### EXTRACTED TEXT
========

- Born: 14 January 1914
- Died: 24 January 1992 (aged 78)
- Known for: nursing research leader

= Hilda Marjorie Simpson =

British nurse and researcher (1914 – 1992)

Hilda Marjorie Simpson, OBE, FRCN (14 January 1914 – 24 January 1992) was a pioneer in nursing research and founder of the Royal College of Nursing Research Society.

== Education and early career ==
Simpson attended Cheltenham Ladies' College before training as a nurse at St Thomas' Hospital, registering in 1932. She worked in St Thomas' Hospital Ophthalmic Department before training as a midwife (1938) and industrial nurse (1938-1939).

== Wartime and move to the Royal College of Nursing ==
In 1939 on the outbreak of World War II, Simpson was called up to serve in France and then Northern Ireland as a Queen Alexandra's Royal Army Nursing Corps Reserve (QUAIRMSR). In 1941 she used her industrial nurse training and worked in armament factories. In 1942 she joined the Royal College of Nursing as a Tutor in Education, supporting the pressing need to maintain nurse training during the war and remaining for the next 18 years. During this time she developed the Industrial, later Occupational Health, Nurse qualifying course.

In 1948 Simpson was part of a study tour in Europe for Royal College of Nursing industrial nurses which she wrote up in a series of articles for the Nursing Times. From 1952 to 1955 Simpson studied for a sociology degree at the London School of Economics before returning to her role at the Royal College of Nursing. In 1960 Simpson was appointed as Research Officer at the Royal College of Nursing where she oversaw the creation of the RCN Research Society. Simpson's advocacy for nurse researchers was hugely influential and cited as such by nursing leaders such as Jean McFarlane, Baroness McFarlane of Llandaff, Winifred Raphael, Lisbeth Hockey and Dorothy MacBride Radwanski, amongst others.

========

### Point localization data
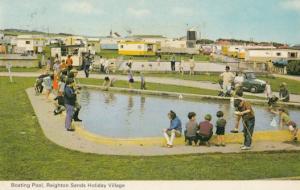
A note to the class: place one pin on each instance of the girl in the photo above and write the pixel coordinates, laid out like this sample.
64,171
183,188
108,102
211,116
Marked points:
285,120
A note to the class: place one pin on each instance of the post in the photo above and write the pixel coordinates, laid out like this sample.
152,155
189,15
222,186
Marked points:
9,66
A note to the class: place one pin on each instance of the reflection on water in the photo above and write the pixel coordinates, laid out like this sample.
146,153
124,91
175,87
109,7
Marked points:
127,115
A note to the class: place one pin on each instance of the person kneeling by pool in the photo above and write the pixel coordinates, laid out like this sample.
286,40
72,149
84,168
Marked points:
205,130
191,129
175,129
244,109
285,120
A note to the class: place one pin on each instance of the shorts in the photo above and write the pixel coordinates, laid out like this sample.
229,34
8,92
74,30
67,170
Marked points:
292,125
220,131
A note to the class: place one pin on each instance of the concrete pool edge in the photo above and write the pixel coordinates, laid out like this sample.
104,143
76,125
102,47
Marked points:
183,95
274,136
53,129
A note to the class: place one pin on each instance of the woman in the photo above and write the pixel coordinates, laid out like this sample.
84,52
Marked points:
174,130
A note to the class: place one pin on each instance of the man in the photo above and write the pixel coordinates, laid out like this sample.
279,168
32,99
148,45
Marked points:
72,75
284,94
248,119
205,130
87,64
69,100
175,129
69,61
227,77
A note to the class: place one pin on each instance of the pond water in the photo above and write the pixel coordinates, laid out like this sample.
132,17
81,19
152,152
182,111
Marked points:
131,116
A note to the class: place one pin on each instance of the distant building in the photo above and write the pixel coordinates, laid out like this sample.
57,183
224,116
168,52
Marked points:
94,44
263,55
137,48
30,43
109,43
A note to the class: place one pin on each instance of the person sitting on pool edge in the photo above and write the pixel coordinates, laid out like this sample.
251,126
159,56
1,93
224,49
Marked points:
175,129
191,129
205,130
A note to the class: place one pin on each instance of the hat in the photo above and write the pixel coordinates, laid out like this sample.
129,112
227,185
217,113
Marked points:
207,117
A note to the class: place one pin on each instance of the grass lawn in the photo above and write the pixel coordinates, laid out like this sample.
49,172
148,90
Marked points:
161,87
20,69
164,57
26,154
293,85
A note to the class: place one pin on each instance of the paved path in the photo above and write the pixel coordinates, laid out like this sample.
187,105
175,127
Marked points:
162,80
53,128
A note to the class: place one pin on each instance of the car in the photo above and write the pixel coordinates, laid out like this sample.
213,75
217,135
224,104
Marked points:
252,84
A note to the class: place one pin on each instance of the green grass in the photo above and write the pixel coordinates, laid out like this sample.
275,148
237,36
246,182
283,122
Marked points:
292,85
164,57
20,69
161,87
26,154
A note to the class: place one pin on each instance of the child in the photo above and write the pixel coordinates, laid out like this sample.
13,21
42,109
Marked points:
174,130
143,82
221,123
60,106
205,130
285,120
191,129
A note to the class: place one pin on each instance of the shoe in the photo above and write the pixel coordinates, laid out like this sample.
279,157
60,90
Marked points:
246,148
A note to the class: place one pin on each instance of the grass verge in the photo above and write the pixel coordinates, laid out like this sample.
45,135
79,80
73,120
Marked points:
26,154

========

### INSTRUCTIONS
(1) Write out the Hilda Marjorie Simpson biography word for word, everything from "British nurse and" down to "Nursing Research Society.".
(2) According to the Hilda Marjorie Simpson biography, where did Simpson study for her sociology degree from 1952 to 1955?
(3) Carry on the Hilda Marjorie Simpson biography from its last sentence.
The entries are separate material that has nothing to do with the Hilda Marjorie Simpson biography.

### ANSWER SECTION
(1)
British nurse and researcher (1914 – 1992)

Hilda Marjorie Simpson, OBE, FRCN (14 January 1914 – 24 January 1992) was a pioneer in nursing research and founder of the Royal College of Nursing Research Society.

(2) At the London School of Economics.

(3)
== Later career ==
In 1963 Simpson was appointed as Nursing Research Officer to the Department of Health and Social Security (DHSS), promoted in 1973 to Principal Nursing Officer, before retiring in 1974. Simpson spent 11 years at the DHSS devising and implementing a national framework for the development of research in nursing. Her work had significant impact on later developments such as Project 2000. Simpson was a member of the World Health Organization expert panel on nursing and involved in various international organisations including the International Council of Nurses.

== Honours and awards ==
In the 1974 New Years honours list, Simpson was appointed Officer of the Order of the British Empire (OBE). In 1976 Simpson was awarded Fellowship of the Royal College of Nursing FRCN.

== Death ==
Simpson died on 24 January 1992, in Pinner, Middlesex.